_Given passage_

========

I think if you are a startup in the VMware realm, you should have at least a minimum of 3 vExperts. If you don’t have 3 people in your company that passionate about being in this VMware community that it shows, I have my doubts about how passionate you are as a company to be here.

Now group those vExperts, let them organise webinars, whitepapers and demos as a team. But above all: let them be ambassadors of your company! You have no idea how valuable their presence in this community is until you start listening. Wanna do influencer marketing? Here’s your way in!

EXTRA: why don’t you try and get at least one of them to go for VCDX? This is where your white-papers get extra credit. This is where your VMUG presentation gets its wow-factor. But if you do so: don’t leave the weight on his/her shoulder. Give them everything they need to succeed!

You are a reseller

Most of the vExperts are consultants in the field (if not working at a vendor). Whether they are self-employed or working for a reseller, the company benefits in sales because of their presence in this community. Personal network right into the heart of VMware, weekly podcasts with subject experts, VMUGs all over the world and close to home, VMUG advantage, NFR licensing, pre-release briefings, sometimes even under NDA, early-access beta-software, … All of this together gives you a huge advantage over your competitors than don’t have vExperts.

========

_Dataset records_

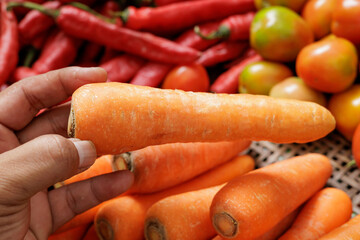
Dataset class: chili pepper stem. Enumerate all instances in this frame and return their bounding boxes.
[6,2,60,18]
[194,25,230,40]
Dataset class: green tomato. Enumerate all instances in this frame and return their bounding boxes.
[250,6,314,62]
[239,61,293,95]
[255,0,306,12]
[269,77,326,106]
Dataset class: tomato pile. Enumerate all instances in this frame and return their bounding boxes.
[0,0,360,239]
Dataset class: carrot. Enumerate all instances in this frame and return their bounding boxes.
[68,83,335,154]
[212,208,300,240]
[319,215,360,240]
[82,224,100,240]
[95,155,255,240]
[210,153,332,239]
[63,155,115,184]
[279,188,352,240]
[48,224,89,240]
[114,140,251,193]
[145,185,223,240]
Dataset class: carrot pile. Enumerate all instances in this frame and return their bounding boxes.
[0,0,360,240]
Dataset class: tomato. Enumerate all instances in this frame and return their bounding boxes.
[301,0,336,39]
[351,124,360,168]
[296,36,358,93]
[255,0,306,12]
[239,61,293,95]
[250,6,314,62]
[331,0,360,44]
[269,77,326,106]
[162,63,210,92]
[328,84,360,140]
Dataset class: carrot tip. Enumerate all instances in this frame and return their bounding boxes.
[145,219,167,240]
[113,153,134,172]
[95,219,114,240]
[68,106,75,138]
[213,212,238,237]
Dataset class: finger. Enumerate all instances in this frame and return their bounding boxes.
[16,103,70,143]
[0,67,106,130]
[49,170,134,231]
[0,135,96,203]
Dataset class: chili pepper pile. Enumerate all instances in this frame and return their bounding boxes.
[0,0,257,93]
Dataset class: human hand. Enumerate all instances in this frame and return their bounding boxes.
[0,67,133,239]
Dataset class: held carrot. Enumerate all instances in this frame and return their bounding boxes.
[68,83,335,154]
[145,185,223,240]
[319,215,360,240]
[95,155,255,240]
[63,155,116,184]
[279,188,352,240]
[210,153,332,239]
[115,140,251,193]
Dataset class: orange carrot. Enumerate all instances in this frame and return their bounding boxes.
[319,215,360,240]
[115,140,251,193]
[63,155,115,184]
[82,224,100,240]
[68,83,335,154]
[210,153,332,239]
[48,224,89,240]
[279,188,352,240]
[212,208,299,240]
[145,185,223,240]
[95,155,255,240]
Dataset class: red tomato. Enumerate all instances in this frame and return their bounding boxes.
[296,36,358,93]
[302,0,336,39]
[331,0,360,44]
[328,84,360,141]
[351,124,360,168]
[162,64,210,92]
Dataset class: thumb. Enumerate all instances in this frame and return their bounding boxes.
[0,135,96,201]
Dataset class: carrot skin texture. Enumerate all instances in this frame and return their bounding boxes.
[279,188,352,240]
[210,153,332,239]
[319,215,360,240]
[120,140,251,193]
[145,185,223,240]
[100,54,145,83]
[68,83,335,155]
[95,155,255,240]
[210,54,262,93]
[63,155,113,184]
[196,41,248,67]
[125,0,255,34]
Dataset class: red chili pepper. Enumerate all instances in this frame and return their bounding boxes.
[33,31,81,73]
[19,1,61,43]
[210,54,262,93]
[100,54,145,82]
[117,0,256,34]
[194,12,255,40]
[0,2,19,85]
[10,66,38,83]
[196,41,249,67]
[130,62,173,87]
[175,21,220,51]
[8,3,200,64]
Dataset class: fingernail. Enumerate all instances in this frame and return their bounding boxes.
[69,139,97,168]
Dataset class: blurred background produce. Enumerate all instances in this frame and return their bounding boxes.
[0,0,360,239]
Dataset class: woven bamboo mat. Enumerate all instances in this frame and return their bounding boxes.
[246,132,360,214]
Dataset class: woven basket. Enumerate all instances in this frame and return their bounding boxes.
[246,132,360,214]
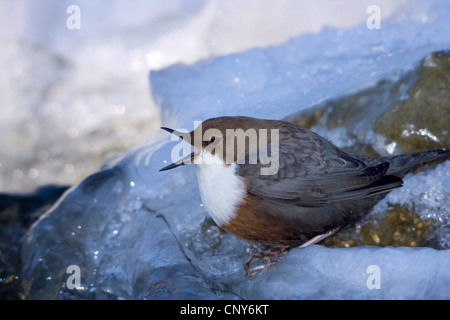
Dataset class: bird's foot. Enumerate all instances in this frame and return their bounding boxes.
[244,245,290,277]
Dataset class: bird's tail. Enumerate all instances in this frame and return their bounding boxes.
[381,149,450,178]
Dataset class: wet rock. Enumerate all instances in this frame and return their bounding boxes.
[0,186,68,299]
[374,51,450,152]
[286,51,450,156]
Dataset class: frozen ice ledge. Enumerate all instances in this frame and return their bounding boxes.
[4,1,450,299]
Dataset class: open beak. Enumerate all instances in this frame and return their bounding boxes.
[159,127,199,171]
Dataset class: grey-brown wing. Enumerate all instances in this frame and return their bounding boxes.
[238,136,402,207]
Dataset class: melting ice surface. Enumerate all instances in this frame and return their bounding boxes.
[21,1,450,299]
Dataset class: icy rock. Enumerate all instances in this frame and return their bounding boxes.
[20,1,450,299]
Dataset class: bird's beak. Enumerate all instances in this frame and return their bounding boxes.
[159,127,199,171]
[159,151,197,171]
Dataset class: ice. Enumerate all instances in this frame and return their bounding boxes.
[0,0,405,191]
[12,1,450,299]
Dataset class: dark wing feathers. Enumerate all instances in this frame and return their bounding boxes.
[238,136,402,207]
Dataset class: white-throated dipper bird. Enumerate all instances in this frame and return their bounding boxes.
[160,117,450,250]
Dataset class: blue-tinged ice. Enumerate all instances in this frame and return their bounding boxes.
[21,1,450,299]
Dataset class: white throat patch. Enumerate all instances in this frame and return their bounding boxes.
[194,152,245,226]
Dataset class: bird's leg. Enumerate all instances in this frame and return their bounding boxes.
[244,245,290,277]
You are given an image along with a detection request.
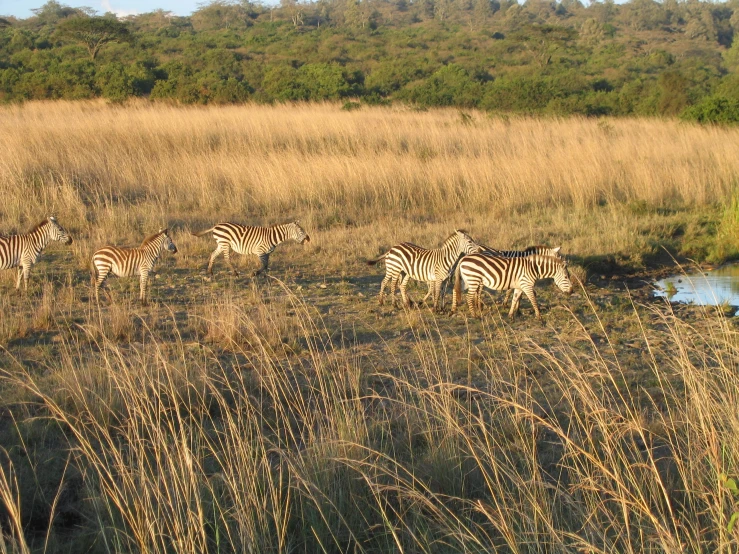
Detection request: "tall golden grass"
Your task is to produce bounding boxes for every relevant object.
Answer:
[0,102,739,263]
[0,282,739,553]
[0,103,739,553]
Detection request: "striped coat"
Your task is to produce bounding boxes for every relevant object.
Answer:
[0,216,72,290]
[193,221,310,275]
[452,253,572,319]
[479,244,564,308]
[92,229,177,306]
[367,226,480,310]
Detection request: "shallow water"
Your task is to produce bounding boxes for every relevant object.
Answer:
[654,264,739,306]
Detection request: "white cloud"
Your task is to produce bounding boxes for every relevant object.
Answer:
[100,0,139,17]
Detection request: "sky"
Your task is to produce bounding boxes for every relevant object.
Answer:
[0,0,203,19]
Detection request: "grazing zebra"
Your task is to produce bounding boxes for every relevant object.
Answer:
[193,221,310,275]
[367,230,480,310]
[479,244,564,307]
[0,216,72,290]
[452,253,572,319]
[92,229,177,306]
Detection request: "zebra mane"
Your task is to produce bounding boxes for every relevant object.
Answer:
[529,254,567,267]
[139,229,167,248]
[28,217,49,235]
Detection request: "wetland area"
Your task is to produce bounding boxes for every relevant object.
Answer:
[0,102,739,553]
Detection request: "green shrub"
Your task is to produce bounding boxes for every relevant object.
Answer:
[680,95,739,125]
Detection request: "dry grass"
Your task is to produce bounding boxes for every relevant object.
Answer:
[0,102,739,268]
[0,103,739,553]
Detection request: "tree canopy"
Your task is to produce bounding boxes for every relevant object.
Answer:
[0,0,739,123]
[55,17,131,60]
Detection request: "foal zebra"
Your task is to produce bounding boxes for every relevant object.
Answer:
[367,230,480,310]
[0,216,72,290]
[452,253,572,319]
[192,221,310,275]
[92,229,177,306]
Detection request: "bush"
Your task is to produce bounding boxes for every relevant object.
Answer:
[680,95,739,125]
[95,62,134,102]
[402,64,483,108]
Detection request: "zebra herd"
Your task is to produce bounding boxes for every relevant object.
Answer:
[0,216,572,319]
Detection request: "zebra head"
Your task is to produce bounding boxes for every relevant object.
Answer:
[159,229,177,254]
[452,229,482,255]
[43,215,72,244]
[287,221,310,244]
[554,259,572,294]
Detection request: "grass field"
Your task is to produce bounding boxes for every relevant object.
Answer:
[0,103,739,553]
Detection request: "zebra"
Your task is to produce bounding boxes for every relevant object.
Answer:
[0,215,72,290]
[480,244,564,305]
[452,253,572,320]
[192,221,310,276]
[480,244,562,258]
[91,229,177,306]
[367,229,480,310]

========

_Task set_
(a) Recast the paragraph of the vExperts passage beginning "Most of the vExperts are consultants" as a bulleted list that keeps its main facts.
(b) In the listing, change "Enumerate" to "Locate" throughout the part that runs from its first line through the line containing "[328,84,360,140]", leaving everything else unchanged. Reproduce only that part, and omit the pictures.
The vExperts passage and the listing are independent of each other and should be treated as separate material.

_The responses_
(a)
- Most vExperts are consultants in the field, unless they work at a vendor.
- Whether self-employed or employed by a reseller, their presence in the community benefits the company's sales.
- The community offers:
  - a personal network into the heart of VMware
  - weekly podcasts with subject experts
  - VMUGs around the world and close to home
  - VMUG Advantage
  - NFR licensing
  - pre-release briefings, sometimes under NDA
  - early-access beta software
- Together, these give a company a large advantage over competitors without vExperts.

(b)
Dataset class: chili pepper stem. Locate all instances in this frame and return their bounding boxes.
[6,2,60,18]
[194,25,230,40]
Dataset class: green tomato. Locate all instances in this frame and return their bounding boxes.
[250,6,314,62]
[239,61,293,95]
[255,0,306,12]
[269,77,326,106]
Dataset class: tomato pile. Locate all instances in this frame and return their bounding boxes.
[0,0,360,239]
Dataset class: carrot. Locate all instances in this frame and return their bounding boxes.
[68,83,335,154]
[212,208,300,240]
[319,215,360,240]
[82,224,100,240]
[95,155,255,240]
[210,153,332,239]
[63,155,115,184]
[279,188,352,240]
[48,224,89,240]
[114,140,251,193]
[145,185,223,240]
Dataset class: carrot pile. Locate all instances in this frame and return their bounding boxes.
[0,0,360,240]
Dataset class: tomato. Locate all instances in this frame and return their bounding boxes.
[301,0,336,39]
[351,124,360,168]
[296,36,358,93]
[255,0,306,12]
[239,61,293,95]
[250,6,314,62]
[331,0,360,44]
[269,77,326,106]
[162,63,210,92]
[328,84,360,140]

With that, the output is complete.